# Source extract
******************************
Bobsledder Justin Kripps tweeted on Friday that he was unable to view his personal website from the Olympic mountain cluster in Krasnaya Polayna, Russia.
The native of Summerland, B.C., posted a screenshot of www.justinkripps.ca from his personal computer.
But instead of the usual collection of photos and blog posts, it was replaced with a simple white page with a lengthy message written in Cyrllic.
"Looks like my website is censored in Russia, haha classic #SochiProblems I wonder if there's a camera in my room" posted Kripps from his verified Twitter account.
The Canadian Olympic Committee did not immediately respond to a request for comment.
Attempts by The Canadian Press to access the website in Sochi also brought up the message, which says the site has been blocked because of a breach of Russian legislation.
The message says the website could be blocked because it contains inappropriate material; or material that would be illegal if broadcast in Russia; or that it contains material that could be in breach of the rights of rights-holders or a third party.
Kripps and his teammates on Canada's four-man bobsled team became Internet stars when they posed for a photo in their underwear. That photo, which was posted Jan. 17, went viral after gossip blogger Perez Hilton posted it on his website, and it showed up on several gay and lesbian websites.
There was no evidence the 27-year-old's website was targeted because of Russia's controversial anti-gay propaganda laws. The University of Toronto's Munk School of Global Affairs said in a post on its Citizen Lab blog that the site is likely blocked because of "collateral filtering and not a deliberate attempt to target the bobsledder’s site."
Collateral filtering, the blog explains, is where "crudely implemented attempts to block a website inadvertently lead to the blocking of other sites hosted at the same IP address."
******************************
# List of tasks
[A] According to the article, what did the Citizen Lab blog say was the likely cause of the block on the bobsledder's website?
[B] Reproduce the passage of the article between "Attempts by The" and "a third party.", inclusive.
The records below this point were drawn from a separate source.
******************************
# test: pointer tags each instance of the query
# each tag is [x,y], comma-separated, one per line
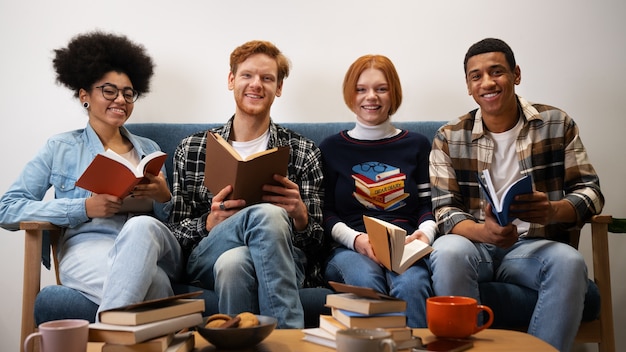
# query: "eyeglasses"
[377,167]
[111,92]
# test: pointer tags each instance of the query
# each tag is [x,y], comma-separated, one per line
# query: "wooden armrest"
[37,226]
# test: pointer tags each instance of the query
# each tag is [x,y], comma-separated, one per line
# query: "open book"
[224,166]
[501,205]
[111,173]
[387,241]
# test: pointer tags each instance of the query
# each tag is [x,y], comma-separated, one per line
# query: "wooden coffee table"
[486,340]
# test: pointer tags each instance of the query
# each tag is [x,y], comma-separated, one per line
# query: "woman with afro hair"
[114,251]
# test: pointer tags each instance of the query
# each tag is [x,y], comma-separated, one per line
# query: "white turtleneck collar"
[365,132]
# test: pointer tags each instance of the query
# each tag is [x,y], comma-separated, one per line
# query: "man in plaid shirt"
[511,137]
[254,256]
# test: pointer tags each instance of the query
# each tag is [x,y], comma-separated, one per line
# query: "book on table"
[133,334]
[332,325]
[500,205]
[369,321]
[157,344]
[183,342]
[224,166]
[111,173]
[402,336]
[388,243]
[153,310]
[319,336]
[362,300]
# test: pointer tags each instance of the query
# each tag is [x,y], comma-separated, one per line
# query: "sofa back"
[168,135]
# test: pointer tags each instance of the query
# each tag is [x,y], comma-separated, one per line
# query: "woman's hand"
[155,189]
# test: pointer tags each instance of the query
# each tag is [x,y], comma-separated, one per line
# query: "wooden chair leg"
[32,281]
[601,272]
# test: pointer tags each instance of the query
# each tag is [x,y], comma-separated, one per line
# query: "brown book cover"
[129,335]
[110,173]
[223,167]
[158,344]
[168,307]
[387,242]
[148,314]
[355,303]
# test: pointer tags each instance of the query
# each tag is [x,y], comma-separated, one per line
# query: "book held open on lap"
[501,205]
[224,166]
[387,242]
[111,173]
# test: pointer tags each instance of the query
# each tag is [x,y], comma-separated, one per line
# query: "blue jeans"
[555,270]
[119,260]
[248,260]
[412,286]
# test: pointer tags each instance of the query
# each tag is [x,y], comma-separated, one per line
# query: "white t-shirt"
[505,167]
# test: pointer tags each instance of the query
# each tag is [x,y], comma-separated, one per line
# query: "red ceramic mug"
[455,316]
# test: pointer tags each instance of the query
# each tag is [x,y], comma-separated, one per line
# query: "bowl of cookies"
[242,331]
******************************
# Answers for the tasks
[A] Collateral filtering, not a deliberate attempt to target the site.

[B]
Attempts by The Canadian Press to access the website in Sochi also brought up the message, which says the site has been blocked because of a breach of Russian legislation.
The message says the website could be blocked because it contains inappropriate material; or material that would be illegal if broadcast in Russia; or that it contains material that could be in breach of the rights of rights-holders or a third party.